═══ DATA ENTRIES ═══
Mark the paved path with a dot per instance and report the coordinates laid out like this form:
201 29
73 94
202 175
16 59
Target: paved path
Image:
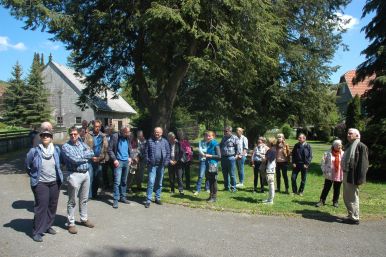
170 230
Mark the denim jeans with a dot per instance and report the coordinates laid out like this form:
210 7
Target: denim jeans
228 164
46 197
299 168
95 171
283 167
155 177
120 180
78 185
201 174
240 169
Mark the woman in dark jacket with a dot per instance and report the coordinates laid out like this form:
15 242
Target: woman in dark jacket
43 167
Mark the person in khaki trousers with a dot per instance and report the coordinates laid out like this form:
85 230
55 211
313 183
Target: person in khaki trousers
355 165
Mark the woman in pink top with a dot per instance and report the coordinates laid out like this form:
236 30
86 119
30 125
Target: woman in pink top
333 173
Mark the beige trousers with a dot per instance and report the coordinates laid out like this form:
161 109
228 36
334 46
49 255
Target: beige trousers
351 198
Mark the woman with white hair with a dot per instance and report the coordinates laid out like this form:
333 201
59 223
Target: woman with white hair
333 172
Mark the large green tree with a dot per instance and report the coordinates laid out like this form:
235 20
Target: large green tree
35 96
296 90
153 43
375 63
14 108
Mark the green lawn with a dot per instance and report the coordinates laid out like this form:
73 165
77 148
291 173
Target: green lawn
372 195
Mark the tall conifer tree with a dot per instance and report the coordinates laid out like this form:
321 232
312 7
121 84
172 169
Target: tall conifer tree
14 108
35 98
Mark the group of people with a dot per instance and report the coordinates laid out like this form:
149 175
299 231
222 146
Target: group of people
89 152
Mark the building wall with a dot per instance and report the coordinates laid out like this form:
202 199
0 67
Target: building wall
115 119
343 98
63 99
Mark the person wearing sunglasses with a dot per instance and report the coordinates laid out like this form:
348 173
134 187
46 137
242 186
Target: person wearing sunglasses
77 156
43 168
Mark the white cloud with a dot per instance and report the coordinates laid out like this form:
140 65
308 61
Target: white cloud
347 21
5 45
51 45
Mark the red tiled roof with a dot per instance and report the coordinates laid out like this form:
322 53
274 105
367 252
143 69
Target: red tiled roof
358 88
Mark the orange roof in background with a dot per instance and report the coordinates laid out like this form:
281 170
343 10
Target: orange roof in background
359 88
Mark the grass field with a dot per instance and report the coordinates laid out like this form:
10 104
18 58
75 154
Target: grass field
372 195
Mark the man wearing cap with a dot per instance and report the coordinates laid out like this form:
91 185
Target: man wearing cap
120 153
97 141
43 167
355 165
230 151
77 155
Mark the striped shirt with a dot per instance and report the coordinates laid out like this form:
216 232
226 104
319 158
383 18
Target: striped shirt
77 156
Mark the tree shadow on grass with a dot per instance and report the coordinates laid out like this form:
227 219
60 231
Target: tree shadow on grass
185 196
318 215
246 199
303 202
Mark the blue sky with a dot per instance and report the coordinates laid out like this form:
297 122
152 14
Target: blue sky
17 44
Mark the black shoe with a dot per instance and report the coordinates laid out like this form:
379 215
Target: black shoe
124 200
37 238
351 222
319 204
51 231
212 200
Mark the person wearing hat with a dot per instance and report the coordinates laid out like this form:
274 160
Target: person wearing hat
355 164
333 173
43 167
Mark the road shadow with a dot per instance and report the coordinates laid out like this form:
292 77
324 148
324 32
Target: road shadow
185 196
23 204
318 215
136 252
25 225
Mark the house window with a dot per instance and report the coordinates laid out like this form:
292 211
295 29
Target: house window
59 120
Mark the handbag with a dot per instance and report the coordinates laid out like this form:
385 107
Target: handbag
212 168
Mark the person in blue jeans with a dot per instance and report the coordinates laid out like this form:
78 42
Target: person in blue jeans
═══
### [TASK]
Repeat word for word every line from the one containing "Mark the handbag" through the final line above.

### [THE COMPLETED TASK]
Mark the handbag with a dot per instance and report the coordinates laid out like this form:
385 107
Target: handbag
212 168
Mark the person in blue jeans with a dot per instance and report the coordinates laid out like this form:
78 42
Target: person in blue jeans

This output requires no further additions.